Rewrite all of the items below, requests included, and shift every x and y coordinate in the answers by adding -142 to it. Leave the pictures out.

## Data supplied

--------------------------------------------------

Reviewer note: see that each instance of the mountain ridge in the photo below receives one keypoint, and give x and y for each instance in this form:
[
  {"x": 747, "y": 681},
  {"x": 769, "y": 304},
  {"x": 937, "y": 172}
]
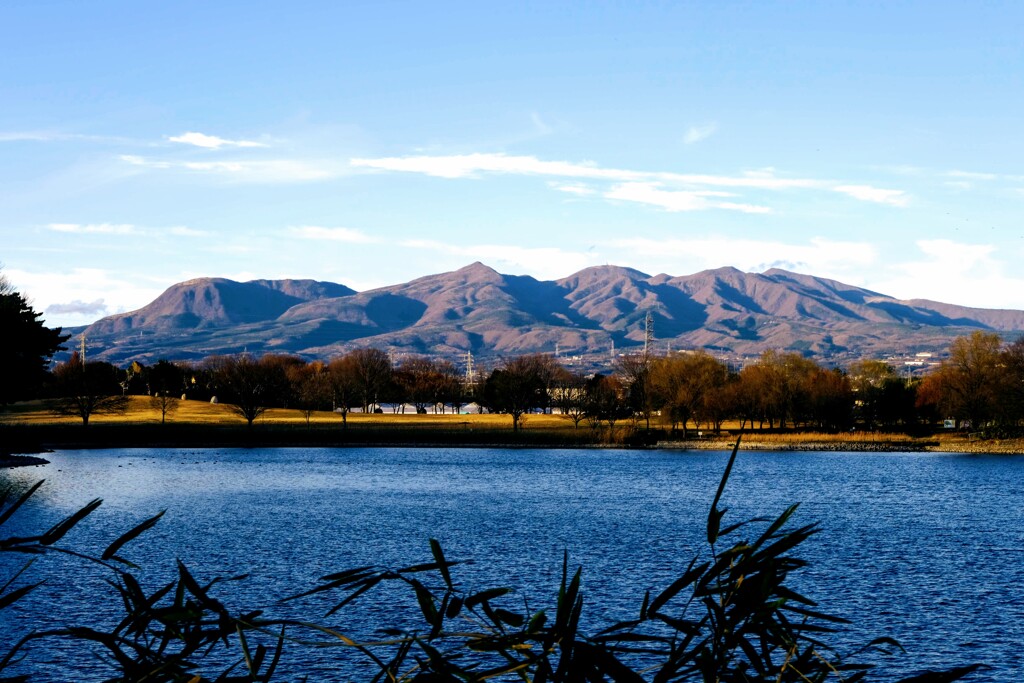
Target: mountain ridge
[{"x": 477, "y": 309}]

--------------------------------------------------

## Correct result
Reviewer note: see that each instance of the mountain ridge in the photo below receives one keypoint, and give x and y for each instance in this form:
[
  {"x": 747, "y": 681},
  {"x": 769, "y": 304},
  {"x": 937, "y": 172}
]
Target: mountain ridge
[{"x": 335, "y": 167}]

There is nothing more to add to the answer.